Spatial annotation records
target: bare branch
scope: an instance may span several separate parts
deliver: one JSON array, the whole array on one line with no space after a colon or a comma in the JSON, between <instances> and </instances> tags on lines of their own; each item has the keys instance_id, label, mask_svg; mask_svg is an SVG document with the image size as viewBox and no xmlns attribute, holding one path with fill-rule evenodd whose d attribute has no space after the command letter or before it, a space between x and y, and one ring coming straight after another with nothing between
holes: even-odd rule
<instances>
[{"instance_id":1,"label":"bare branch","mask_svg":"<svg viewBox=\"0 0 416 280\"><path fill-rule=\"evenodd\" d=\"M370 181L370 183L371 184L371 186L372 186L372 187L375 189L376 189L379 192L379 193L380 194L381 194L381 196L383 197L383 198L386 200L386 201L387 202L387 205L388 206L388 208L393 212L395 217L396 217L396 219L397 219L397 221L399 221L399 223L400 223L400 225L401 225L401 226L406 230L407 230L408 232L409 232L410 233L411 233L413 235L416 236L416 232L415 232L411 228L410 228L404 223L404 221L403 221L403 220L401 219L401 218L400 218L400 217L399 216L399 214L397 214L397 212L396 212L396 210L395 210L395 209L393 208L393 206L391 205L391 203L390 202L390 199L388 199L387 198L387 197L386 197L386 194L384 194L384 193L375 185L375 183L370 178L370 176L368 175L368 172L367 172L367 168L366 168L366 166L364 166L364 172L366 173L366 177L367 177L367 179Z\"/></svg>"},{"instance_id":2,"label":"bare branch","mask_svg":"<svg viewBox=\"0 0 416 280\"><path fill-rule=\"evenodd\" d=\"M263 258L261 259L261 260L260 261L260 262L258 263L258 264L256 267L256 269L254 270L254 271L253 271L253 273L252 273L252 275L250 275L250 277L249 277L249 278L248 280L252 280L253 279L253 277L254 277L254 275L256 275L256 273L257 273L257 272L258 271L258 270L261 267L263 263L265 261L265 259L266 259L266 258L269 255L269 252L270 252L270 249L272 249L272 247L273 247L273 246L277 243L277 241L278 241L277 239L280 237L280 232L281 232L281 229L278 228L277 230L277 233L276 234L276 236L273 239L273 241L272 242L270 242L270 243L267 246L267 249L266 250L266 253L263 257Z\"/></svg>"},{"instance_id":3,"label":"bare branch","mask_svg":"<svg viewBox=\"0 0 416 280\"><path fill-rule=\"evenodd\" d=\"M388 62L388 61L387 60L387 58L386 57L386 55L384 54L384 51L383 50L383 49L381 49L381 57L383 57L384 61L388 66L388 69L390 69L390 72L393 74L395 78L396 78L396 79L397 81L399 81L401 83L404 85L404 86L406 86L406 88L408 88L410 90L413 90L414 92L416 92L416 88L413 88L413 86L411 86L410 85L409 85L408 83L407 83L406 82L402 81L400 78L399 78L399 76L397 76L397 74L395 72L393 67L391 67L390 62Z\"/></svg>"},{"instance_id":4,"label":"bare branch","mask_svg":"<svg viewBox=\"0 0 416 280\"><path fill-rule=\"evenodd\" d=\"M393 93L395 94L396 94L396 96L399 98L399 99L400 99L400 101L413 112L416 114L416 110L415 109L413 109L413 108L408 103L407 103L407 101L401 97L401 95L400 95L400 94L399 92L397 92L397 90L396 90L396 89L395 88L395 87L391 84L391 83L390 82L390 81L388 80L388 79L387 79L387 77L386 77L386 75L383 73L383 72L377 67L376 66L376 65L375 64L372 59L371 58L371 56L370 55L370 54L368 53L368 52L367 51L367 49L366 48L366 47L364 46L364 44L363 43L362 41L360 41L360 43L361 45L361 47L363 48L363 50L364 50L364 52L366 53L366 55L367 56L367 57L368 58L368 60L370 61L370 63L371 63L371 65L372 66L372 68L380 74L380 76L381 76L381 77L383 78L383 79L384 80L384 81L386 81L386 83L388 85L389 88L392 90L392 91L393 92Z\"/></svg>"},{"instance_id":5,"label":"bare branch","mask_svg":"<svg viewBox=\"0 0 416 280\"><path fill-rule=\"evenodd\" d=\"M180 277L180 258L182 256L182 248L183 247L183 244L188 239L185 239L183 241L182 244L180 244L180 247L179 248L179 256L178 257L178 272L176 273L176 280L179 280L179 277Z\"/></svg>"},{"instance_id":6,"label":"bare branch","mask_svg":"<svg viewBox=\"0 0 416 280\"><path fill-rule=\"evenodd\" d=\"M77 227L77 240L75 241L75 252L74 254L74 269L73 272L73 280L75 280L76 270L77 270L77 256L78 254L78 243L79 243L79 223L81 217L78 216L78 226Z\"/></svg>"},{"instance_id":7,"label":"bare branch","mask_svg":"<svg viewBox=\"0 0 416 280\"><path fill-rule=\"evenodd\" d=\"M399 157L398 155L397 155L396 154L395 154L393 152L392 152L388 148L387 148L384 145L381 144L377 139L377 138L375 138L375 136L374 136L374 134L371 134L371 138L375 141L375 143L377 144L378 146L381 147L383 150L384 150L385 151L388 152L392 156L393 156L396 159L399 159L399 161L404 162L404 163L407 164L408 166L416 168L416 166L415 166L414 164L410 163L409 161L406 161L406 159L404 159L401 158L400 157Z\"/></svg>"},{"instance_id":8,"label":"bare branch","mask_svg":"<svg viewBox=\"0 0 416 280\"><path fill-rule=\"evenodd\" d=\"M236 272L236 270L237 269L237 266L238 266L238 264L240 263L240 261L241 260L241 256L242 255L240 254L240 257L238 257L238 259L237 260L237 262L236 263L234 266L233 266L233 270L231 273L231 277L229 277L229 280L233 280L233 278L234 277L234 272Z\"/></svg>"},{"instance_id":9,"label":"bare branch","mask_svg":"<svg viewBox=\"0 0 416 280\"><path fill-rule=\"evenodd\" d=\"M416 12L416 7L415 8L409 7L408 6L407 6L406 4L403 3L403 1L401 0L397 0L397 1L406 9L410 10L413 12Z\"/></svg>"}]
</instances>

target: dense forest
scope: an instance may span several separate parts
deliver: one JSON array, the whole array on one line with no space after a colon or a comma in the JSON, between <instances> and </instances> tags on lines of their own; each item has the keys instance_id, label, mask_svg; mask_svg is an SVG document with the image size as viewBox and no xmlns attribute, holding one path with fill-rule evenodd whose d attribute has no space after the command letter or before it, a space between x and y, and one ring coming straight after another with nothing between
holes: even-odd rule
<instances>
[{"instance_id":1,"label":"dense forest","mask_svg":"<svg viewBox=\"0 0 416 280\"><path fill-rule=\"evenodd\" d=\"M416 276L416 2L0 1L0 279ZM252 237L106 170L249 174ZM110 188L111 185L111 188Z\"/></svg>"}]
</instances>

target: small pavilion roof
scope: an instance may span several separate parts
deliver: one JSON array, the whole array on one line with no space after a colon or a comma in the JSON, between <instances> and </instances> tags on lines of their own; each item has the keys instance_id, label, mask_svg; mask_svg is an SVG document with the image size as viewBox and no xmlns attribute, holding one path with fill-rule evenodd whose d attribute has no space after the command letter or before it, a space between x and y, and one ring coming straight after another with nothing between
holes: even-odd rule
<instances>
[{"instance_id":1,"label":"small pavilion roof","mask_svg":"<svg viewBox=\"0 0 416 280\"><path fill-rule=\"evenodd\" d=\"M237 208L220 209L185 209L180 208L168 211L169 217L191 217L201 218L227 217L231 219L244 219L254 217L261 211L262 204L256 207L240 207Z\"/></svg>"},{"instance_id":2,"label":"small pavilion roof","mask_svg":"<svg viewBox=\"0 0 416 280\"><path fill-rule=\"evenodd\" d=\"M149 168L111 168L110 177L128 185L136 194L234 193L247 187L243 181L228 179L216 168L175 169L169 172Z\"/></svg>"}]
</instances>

- [Goal]:
Return all of the data precisely as it appears.

- [Output of the exercise]:
target: bare branch
scope: an instance may span several separate parts
deliver: one JSON array, the whole array on one line with no space after a colon or a comma in the JSON, between <instances> and </instances> tags on lines of their own; each item has the keys instance_id, label, mask_svg; mask_svg is an SVG document with the image size as viewBox and no xmlns attribute, holding one path with fill-rule evenodd whose d attribute has no space after the command letter or before it, a space between x and y, and one ring coming straight after another with nothing between
holes: even-odd rule
<instances>
[{"instance_id":1,"label":"bare branch","mask_svg":"<svg viewBox=\"0 0 416 280\"><path fill-rule=\"evenodd\" d=\"M370 181L370 183L371 184L371 186L372 186L372 187L375 189L376 189L379 192L379 193L380 194L381 194L381 196L383 197L383 198L386 200L386 201L387 202L387 205L388 206L388 208L393 212L395 217L396 217L396 219L397 219L397 221L399 221L399 223L400 223L400 225L401 225L401 226L406 230L407 230L408 232L409 232L410 233L411 233L413 235L416 236L416 232L415 232L411 228L410 228L404 223L404 221L403 221L403 220L401 219L401 218L400 218L400 217L399 216L399 214L397 214L397 212L396 212L396 210L395 210L395 209L393 208L393 206L391 205L391 203L390 202L390 199L388 199L387 198L387 197L386 197L386 194L384 194L384 193L375 185L375 183L370 178L370 176L368 175L368 172L367 172L367 168L366 168L366 166L364 166L364 172L366 173L366 177L367 177L367 179Z\"/></svg>"},{"instance_id":2,"label":"bare branch","mask_svg":"<svg viewBox=\"0 0 416 280\"><path fill-rule=\"evenodd\" d=\"M263 258L261 259L261 260L260 261L260 262L258 263L258 264L256 267L256 269L254 270L254 271L253 271L253 273L252 273L252 275L250 275L250 277L249 277L249 278L248 280L252 280L253 279L253 277L254 277L254 275L256 275L256 273L257 273L257 272L258 271L258 270L261 267L263 263L265 261L265 259L266 259L266 258L269 255L269 252L270 252L270 249L272 249L272 247L273 247L273 246L277 243L277 241L278 241L277 239L280 237L280 232L281 232L281 229L278 228L277 230L277 233L276 234L276 236L273 239L273 241L272 242L270 242L270 243L267 246L267 249L266 250L266 253L263 257Z\"/></svg>"},{"instance_id":3,"label":"bare branch","mask_svg":"<svg viewBox=\"0 0 416 280\"><path fill-rule=\"evenodd\" d=\"M388 62L388 61L387 60L387 58L386 57L386 55L384 54L384 51L383 50L383 49L381 49L381 57L383 57L384 61L388 66L388 69L390 69L390 72L393 74L395 78L396 78L396 79L397 81L399 81L401 83L404 85L404 86L406 86L406 88L408 88L410 90L413 90L414 92L416 92L416 88L413 88L413 86L411 86L410 85L409 85L408 83L407 83L406 82L402 81L400 78L399 78L399 76L397 76L397 74L395 72L393 67L391 67L390 62Z\"/></svg>"},{"instance_id":4,"label":"bare branch","mask_svg":"<svg viewBox=\"0 0 416 280\"><path fill-rule=\"evenodd\" d=\"M393 93L395 94L396 94L396 96L399 98L399 99L400 99L400 101L413 112L416 114L416 110L415 109L413 109L413 108L408 103L407 103L407 101L401 97L401 95L400 95L400 94L399 92L397 92L397 90L396 90L396 89L395 88L395 87L391 84L391 83L390 82L390 81L388 80L388 79L387 79L387 77L386 77L386 75L383 73L383 72L377 67L376 66L376 65L375 64L372 59L371 58L371 56L370 55L370 54L368 53L368 52L367 51L367 49L366 48L366 47L364 46L364 44L363 43L362 41L360 41L360 43L361 45L361 47L363 48L363 50L364 50L364 52L366 53L366 55L367 56L367 57L368 58L368 60L370 61L370 63L371 63L371 65L372 66L372 68L380 74L380 76L381 76L381 77L383 78L383 79L384 80L384 81L386 81L386 83L388 85L389 88L392 90L392 91L393 92Z\"/></svg>"},{"instance_id":5,"label":"bare branch","mask_svg":"<svg viewBox=\"0 0 416 280\"><path fill-rule=\"evenodd\" d=\"M180 277L180 258L182 256L182 248L183 247L183 244L188 239L185 239L183 241L182 244L180 244L180 247L179 248L179 256L178 257L178 272L176 273L176 280L179 280L179 277Z\"/></svg>"},{"instance_id":6,"label":"bare branch","mask_svg":"<svg viewBox=\"0 0 416 280\"><path fill-rule=\"evenodd\" d=\"M77 227L77 240L75 241L75 252L74 254L74 269L73 272L73 280L75 280L76 270L77 270L77 256L78 254L78 243L79 243L79 223L81 217L78 216L78 226Z\"/></svg>"},{"instance_id":7,"label":"bare branch","mask_svg":"<svg viewBox=\"0 0 416 280\"><path fill-rule=\"evenodd\" d=\"M399 157L398 155L397 155L396 154L395 154L393 152L392 152L388 148L387 148L384 145L381 144L377 139L377 138L375 138L375 136L374 136L374 134L371 134L371 138L375 141L375 143L377 144L378 146L381 147L383 150L384 150L385 151L388 152L392 156L393 156L396 159L399 159L399 161L404 162L404 163L407 164L408 166L416 168L416 166L415 166L414 164L410 163L409 161L406 161L406 159L404 159L401 158L400 157Z\"/></svg>"},{"instance_id":8,"label":"bare branch","mask_svg":"<svg viewBox=\"0 0 416 280\"><path fill-rule=\"evenodd\" d=\"M236 272L236 270L237 269L237 266L238 266L238 264L240 263L240 261L241 260L241 256L242 255L240 254L240 257L238 257L238 259L237 260L237 262L236 263L234 266L233 266L233 270L231 273L231 277L229 277L229 280L233 280L233 278L234 277L234 272Z\"/></svg>"},{"instance_id":9,"label":"bare branch","mask_svg":"<svg viewBox=\"0 0 416 280\"><path fill-rule=\"evenodd\" d=\"M416 12L416 7L415 8L409 7L408 6L407 6L406 4L403 3L403 1L401 0L397 0L397 1L406 9L410 10L413 12Z\"/></svg>"}]
</instances>

target: dense forest
scope: an instance may span several separate parts
deliver: one JSON array, the whole array on one line with no space after a colon or a comma in the JSON, between <instances> and </instances> tags on lines of their own; each item has the keys instance_id, label, mask_svg; mask_svg is an SVG document with the image size as viewBox and no xmlns attribute, holding one path with fill-rule evenodd whose d attribute has no space after the command letter or before it, a space between x and y, and one ring coming straight after another with nothing between
holes: even-odd rule
<instances>
[{"instance_id":1,"label":"dense forest","mask_svg":"<svg viewBox=\"0 0 416 280\"><path fill-rule=\"evenodd\" d=\"M416 276L416 2L0 1L0 279ZM252 237L106 170L249 174ZM110 188L111 185L111 188Z\"/></svg>"}]
</instances>

target: small pavilion roof
scope: an instance may span several separate parts
deliver: one JSON array, the whole array on one line with no space after a colon or a comma in the JSON, between <instances> and </instances> tags on lines of their own; each item has the keys instance_id, label, mask_svg; mask_svg is an SVG document with the image size as viewBox and no xmlns attribute, holding one path with fill-rule evenodd whose d attribute has no space after the command letter or before it, a space between x and y, and one ring coming straight after another with nothing between
holes: even-odd rule
<instances>
[{"instance_id":1,"label":"small pavilion roof","mask_svg":"<svg viewBox=\"0 0 416 280\"><path fill-rule=\"evenodd\" d=\"M237 208L220 209L185 209L180 208L168 211L169 217L191 217L201 218L227 217L231 219L244 219L254 217L261 211L262 204L256 207L240 207Z\"/></svg>"},{"instance_id":2,"label":"small pavilion roof","mask_svg":"<svg viewBox=\"0 0 416 280\"><path fill-rule=\"evenodd\" d=\"M149 168L111 168L110 177L128 185L136 194L234 193L247 187L243 181L228 179L216 168L175 169L169 172Z\"/></svg>"}]
</instances>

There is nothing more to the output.